::: SELECTED EXTRACT

Biotin Vitamins: Are They Safe?

Biotin vitamins play a very important role in the metabolic processes that involve carbohydrates and fat. Biotin, which is also known as vitamin H or vitamin B7, represents a water-soluble vitamin that raises no serious concerns. But the fact is that there is not enough documented proof to attest any hazardous health effects. However, as in the case of many other vitamins, biotin may interact with other drugs.

Recommended Daily Intake

Most diets assure the necessary daily intake of biotin, but if you decide to rely on a supplement as the main source of vitamin B7, you should respect the following recommended daily dosages:

  • 5 mcg for infants aged 0 to 6 months
  • 6 mcg for infants aged 7 to 12 months
  • 8 mcg for children aged 1 to 3 years
  • 12 mcg for children aged 4 to 8 years
  • 20 mcg for children aged 9 to 13 years
  • 25 mcg for adolescents aged 14 to 18 years
  • 30 mcg for adults aged 19 years or more
  • 30 mcg for pregnant females
  • 35 mcg for breastfeeding females

Biotin deficiency is rather rare, but if noticed, it can be treated with a daily intake of 100 to 1,000 mcg. Administering this vitamin during pregnancy is particularly important. Several studies conducted on rats concluded that the deficiency of this vitamin may cause birth defects. However, there are no studies performed on humans concerning this fact.

::::::

**TASK REQUIREMENTS:**
**1)** In the biotin article, what daily amount of biotin is recommended for breastfeeding females?
**2)** Write the next part of the biotin article, following on from its final sentence.

::: THE DATA

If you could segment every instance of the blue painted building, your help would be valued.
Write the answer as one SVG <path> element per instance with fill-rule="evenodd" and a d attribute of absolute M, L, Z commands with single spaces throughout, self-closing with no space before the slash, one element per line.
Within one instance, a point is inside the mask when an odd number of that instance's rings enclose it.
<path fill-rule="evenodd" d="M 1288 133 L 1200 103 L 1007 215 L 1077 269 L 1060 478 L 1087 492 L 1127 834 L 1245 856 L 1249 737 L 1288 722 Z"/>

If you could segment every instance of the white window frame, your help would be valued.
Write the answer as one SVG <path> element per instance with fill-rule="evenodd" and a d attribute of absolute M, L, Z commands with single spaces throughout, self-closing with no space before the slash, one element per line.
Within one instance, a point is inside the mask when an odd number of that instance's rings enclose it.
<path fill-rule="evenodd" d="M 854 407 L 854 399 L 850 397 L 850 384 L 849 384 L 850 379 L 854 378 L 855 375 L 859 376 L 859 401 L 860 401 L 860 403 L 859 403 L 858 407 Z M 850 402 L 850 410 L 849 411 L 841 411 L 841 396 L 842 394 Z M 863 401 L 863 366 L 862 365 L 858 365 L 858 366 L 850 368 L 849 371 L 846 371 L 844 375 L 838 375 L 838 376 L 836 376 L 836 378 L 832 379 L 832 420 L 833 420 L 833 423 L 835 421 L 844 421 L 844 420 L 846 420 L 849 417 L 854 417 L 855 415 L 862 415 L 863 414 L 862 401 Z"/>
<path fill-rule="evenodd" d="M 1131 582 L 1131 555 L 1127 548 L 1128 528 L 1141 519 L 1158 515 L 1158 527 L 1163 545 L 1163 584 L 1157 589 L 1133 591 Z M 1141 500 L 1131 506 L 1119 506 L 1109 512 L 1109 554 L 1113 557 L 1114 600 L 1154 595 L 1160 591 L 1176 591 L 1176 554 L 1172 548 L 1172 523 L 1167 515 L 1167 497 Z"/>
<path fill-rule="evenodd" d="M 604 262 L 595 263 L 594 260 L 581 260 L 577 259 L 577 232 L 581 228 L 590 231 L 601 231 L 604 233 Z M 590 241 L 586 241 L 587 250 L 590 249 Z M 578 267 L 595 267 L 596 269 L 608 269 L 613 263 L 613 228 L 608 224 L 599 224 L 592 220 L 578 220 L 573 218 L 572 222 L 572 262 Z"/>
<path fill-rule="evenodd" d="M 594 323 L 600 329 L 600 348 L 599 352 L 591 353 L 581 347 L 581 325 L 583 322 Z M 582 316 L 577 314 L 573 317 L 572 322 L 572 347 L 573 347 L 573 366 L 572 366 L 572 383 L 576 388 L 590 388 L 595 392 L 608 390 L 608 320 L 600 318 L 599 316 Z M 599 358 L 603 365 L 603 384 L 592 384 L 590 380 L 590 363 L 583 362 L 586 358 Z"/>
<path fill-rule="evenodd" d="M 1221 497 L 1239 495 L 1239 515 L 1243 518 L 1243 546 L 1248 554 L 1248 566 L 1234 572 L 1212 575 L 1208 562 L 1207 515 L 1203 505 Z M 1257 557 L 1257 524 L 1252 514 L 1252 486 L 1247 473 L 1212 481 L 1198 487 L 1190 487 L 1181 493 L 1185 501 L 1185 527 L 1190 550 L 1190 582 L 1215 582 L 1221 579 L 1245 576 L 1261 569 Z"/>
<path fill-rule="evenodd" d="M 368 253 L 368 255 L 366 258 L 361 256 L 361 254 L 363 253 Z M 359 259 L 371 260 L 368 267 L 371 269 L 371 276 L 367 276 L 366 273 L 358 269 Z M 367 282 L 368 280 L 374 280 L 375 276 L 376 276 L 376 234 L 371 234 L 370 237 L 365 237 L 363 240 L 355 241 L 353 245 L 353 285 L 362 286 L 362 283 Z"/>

::::::

**EXERCISE RESPONSES:**
**1)** 35 mcg

**2)**
Dietary supplements that contain biotin need to be consumed with great care, as they may also include ingredients to which you are allergic. Before starting to take such a dietary supplement, you should talk to your doctor.

Toxicity and Overdose Risk

Exceeding the daily recommended intake leads to no noticeable side effects, so there is no risk of overdose. More than that, toxic reactions have not been noticed. Since vitamin B7 is water soluble, any excess is eliminated in the urine.

Even though the importance of biotin during pregnancy is incontestable, women are highly recommended not to exceed the recommended dose, as it is not known what effects a biotin overdose may have in this situation.

Interactions with Other Medication

Biotin vitamins do not interact directly with other drugs. Instead, some types of medication are able to prevent the body from absorbing this vitamin properly. In addition, several drugs may actually cause biotin deficiency in the body.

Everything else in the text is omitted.